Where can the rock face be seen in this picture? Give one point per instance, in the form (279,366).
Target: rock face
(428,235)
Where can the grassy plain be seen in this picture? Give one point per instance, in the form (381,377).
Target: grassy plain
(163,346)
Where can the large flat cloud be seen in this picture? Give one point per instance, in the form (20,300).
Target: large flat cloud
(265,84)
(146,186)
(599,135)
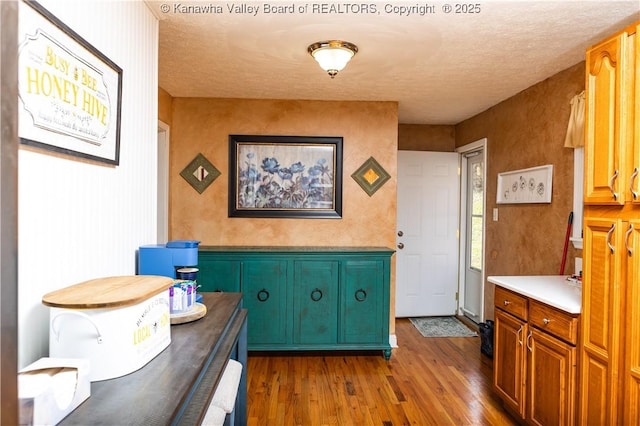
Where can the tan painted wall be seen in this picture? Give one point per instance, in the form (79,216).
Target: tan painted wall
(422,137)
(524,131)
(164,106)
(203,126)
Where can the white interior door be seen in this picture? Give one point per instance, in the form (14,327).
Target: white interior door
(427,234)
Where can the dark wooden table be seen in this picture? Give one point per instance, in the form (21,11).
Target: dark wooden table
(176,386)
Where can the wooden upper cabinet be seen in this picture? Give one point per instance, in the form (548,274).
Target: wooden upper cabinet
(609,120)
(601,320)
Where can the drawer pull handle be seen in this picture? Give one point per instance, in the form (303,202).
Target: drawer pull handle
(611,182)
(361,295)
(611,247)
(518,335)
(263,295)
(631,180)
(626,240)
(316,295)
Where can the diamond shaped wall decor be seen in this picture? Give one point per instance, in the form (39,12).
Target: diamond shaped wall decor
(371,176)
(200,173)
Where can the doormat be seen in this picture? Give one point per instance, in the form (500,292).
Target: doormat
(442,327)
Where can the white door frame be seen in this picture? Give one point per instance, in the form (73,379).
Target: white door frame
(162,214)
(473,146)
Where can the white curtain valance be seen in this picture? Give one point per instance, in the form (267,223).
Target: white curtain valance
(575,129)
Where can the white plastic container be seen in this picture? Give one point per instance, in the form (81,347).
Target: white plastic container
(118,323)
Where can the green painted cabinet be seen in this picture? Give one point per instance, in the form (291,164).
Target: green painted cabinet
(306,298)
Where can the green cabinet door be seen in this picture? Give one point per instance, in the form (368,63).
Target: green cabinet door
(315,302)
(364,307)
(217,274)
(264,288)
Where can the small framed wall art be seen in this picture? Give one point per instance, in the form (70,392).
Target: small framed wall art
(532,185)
* * *
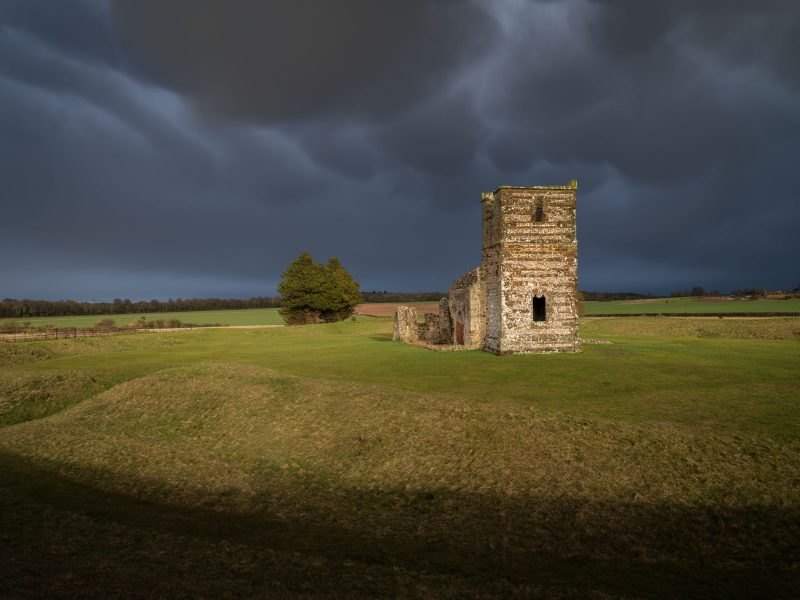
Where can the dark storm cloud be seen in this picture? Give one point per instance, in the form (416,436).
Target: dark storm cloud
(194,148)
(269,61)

## Goal
Locate every line in the material above that contains the word "green" and reproduce each such line in full.

## Answer to the task
Where can the green painted cabinet be seen in this picture? Give one point per instance, in the form (291,164).
Target: green painted cabinet
Where can the green cabinet door be seen in this picture? Give one point per instance, in the form (368,63).
Target: green cabinet door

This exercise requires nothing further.